Description of the task: Only the lines from the line holding "Where can you see the car rear" through the final line of the entries below are to be returned, exactly as they stand.

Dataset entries
==========
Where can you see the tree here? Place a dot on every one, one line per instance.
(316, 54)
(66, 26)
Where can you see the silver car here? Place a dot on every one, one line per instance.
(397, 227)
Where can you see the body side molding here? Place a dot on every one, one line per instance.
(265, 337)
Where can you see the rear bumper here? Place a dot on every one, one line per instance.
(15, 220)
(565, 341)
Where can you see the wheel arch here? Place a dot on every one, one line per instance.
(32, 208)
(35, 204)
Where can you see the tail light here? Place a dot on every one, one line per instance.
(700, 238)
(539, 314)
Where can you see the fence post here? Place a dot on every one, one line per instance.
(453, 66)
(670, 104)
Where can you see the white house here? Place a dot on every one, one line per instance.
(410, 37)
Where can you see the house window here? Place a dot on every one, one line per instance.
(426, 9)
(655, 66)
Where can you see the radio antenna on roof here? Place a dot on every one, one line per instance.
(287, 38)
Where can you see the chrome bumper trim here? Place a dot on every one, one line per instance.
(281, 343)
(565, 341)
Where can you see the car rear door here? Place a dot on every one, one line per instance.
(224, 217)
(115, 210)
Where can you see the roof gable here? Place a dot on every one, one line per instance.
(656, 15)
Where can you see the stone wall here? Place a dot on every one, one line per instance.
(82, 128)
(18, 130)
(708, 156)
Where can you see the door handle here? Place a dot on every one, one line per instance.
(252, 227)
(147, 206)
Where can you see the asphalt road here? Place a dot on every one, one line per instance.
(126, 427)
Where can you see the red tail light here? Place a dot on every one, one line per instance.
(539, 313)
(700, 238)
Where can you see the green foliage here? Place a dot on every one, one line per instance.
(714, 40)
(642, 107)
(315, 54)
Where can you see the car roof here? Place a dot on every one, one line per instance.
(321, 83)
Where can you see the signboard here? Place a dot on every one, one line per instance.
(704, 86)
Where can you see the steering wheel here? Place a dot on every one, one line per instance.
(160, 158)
==========
Solution to this exercise:
Where can you see the car rear door here? Place a dot on every one, one line per instance.
(224, 217)
(115, 210)
Where can you see the roof gable here? Place a dot on every one, one line per instance.
(656, 15)
Where can you see the stone wall here? Place a dot on every one, one line per instance.
(82, 128)
(18, 130)
(708, 156)
Where can you see the door handle here? Place a dot on every one, one line per instance.
(252, 227)
(147, 206)
Where can you see the asphalt road here? Place a dot on every one, one line per instance.
(126, 427)
Where can you see the red tail light here? Place a dot on every one, one line per instance.
(539, 313)
(700, 238)
Where can you see the green foliage here? Place a dot on every one, one line per instance.
(714, 40)
(642, 107)
(315, 54)
Where can you see the car roof here? Place a dot on every one, one line per instance.
(321, 83)
Where can you see the signboard here? Place a dot on every one, one line per instance.
(704, 86)
Where can you see the steering wheel here? Place a dot on every one, one line per instance.
(160, 158)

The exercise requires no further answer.